**Task statement**
Copy every one of the following entries word for word.

**Given data**
+++++

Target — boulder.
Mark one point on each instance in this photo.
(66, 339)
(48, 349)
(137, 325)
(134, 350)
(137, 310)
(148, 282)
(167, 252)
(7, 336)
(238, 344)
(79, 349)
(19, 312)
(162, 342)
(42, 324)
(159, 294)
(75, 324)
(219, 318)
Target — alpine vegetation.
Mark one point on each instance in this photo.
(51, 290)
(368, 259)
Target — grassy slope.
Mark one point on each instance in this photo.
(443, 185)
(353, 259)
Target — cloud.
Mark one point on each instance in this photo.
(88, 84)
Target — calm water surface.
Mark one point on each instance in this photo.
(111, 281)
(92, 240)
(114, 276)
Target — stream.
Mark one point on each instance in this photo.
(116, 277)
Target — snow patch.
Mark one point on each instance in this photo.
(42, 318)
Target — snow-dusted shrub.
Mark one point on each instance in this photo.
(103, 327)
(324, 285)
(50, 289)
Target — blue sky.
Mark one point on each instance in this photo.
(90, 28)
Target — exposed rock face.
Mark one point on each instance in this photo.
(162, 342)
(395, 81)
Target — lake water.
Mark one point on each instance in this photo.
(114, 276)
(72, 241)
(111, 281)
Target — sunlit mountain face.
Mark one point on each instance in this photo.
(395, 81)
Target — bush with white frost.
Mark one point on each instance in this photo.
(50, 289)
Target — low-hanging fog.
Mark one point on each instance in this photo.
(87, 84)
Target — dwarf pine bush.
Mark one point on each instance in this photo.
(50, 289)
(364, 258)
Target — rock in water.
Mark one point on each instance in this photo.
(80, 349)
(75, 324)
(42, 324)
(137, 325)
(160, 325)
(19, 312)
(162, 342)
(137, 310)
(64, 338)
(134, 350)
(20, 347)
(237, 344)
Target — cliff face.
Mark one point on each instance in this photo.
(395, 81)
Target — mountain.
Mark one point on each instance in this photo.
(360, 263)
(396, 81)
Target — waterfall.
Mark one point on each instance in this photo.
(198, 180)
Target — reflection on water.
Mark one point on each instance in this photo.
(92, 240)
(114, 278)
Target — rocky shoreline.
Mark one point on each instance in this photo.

+++++

**Response to the task**
Target — boulder.
Mark one point on each instance in this photo.
(66, 339)
(48, 349)
(137, 325)
(134, 350)
(137, 310)
(148, 282)
(167, 252)
(7, 336)
(238, 344)
(79, 349)
(19, 312)
(162, 342)
(42, 324)
(159, 294)
(75, 324)
(219, 318)
Target — alpine vegetation.
Mark one point on each instance in this photo.
(51, 290)
(368, 259)
Target — grassy slope.
Mark one point on each instance in this photo.
(443, 185)
(353, 259)
Target — cloud.
Mark one point on each instance in this photo.
(88, 84)
Target — calm water surface.
Mark one point on each instance in this photo.
(111, 281)
(92, 240)
(114, 276)
Target — stream.
Mark one point on each instance in this photo.
(116, 277)
Target — snow patch.
Mark one point on each instance in this photo.
(42, 318)
Target — snow-dusted shrub.
Mark one point on each instance in this photo.
(103, 327)
(324, 285)
(50, 289)
Target — blue sky.
Mark one point on each instance in this photo.
(90, 28)
Target — exposed rock face.
Mark one point on each instance in this photo.
(162, 342)
(395, 81)
Target — lake water.
Mark one point on each instance in this photo.
(114, 276)
(72, 241)
(111, 281)
Target — sunlit mountain face.
Mark one point on each instance in this photo.
(395, 81)
Target — bush with white frost.
Mark one point on each instance in this photo.
(50, 289)
Target — low-hanging fog.
Mark one point on each instance in this photo.
(87, 84)
Target — dwarf pine bush.
Mark one point on each instance in this photo.
(50, 289)
(364, 258)
Target — rock in water.
Mark one point on each instance in this photo.
(80, 349)
(75, 324)
(42, 324)
(137, 325)
(160, 325)
(19, 312)
(162, 342)
(137, 310)
(64, 338)
(134, 350)
(20, 347)
(237, 344)
Target — cliff face.
Mark one point on each instance in this photo.
(395, 81)
Target — mountain.
Mark one point on each instance in this photo.
(360, 263)
(396, 81)
Target — waterfall.
Mark one point on each instance in this photo.
(198, 180)
Target — reflection on water.
Mark one point on each instance in this photo.
(92, 240)
(114, 278)
Target — rocky shoreline.
Mark one point on each instance in this photo.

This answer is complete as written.